## Material supplied

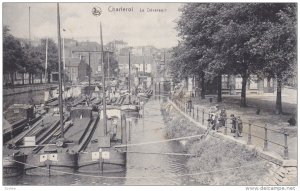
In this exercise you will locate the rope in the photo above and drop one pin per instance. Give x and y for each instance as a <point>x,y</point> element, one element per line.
<point>142,177</point>
<point>175,154</point>
<point>163,141</point>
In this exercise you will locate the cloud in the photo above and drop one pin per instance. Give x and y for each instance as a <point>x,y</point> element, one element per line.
<point>137,28</point>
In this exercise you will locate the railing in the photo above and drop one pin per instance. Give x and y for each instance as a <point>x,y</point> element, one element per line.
<point>253,131</point>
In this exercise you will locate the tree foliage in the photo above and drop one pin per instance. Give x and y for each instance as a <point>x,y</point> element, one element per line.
<point>236,39</point>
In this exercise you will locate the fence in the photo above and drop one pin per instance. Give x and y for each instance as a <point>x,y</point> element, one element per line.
<point>256,134</point>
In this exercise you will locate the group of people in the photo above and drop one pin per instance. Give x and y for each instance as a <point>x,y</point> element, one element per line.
<point>217,118</point>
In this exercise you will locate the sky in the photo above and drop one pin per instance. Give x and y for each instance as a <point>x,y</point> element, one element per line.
<point>135,27</point>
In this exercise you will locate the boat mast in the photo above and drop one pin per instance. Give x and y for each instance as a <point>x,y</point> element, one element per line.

## Set task
Output the line containing "In this exercise you will locate the fence" and all lines after it to the end of the records, exactly as given.

## Result of the exercise
In this exercise you will locate the fence in the photo above and drop one pin per instance. Give x and y for each instance as a <point>x,y</point> element, one element per line.
<point>256,134</point>
In this exercise you will locate the group of people in the photo above and drop one pin per instance. Give x and y for each instance as a <point>x,y</point> element, one element per line.
<point>217,118</point>
In this exercise you will locate the sky in the photo above and drop one pin per instance. Give x and y for each instance as a <point>x,y</point> element, one element per line.
<point>135,27</point>
In this exercise you will locate the boat mast in the photo above and drop one pin per instance. Give x and y for each instance as a <point>x,y</point> element, one element per line.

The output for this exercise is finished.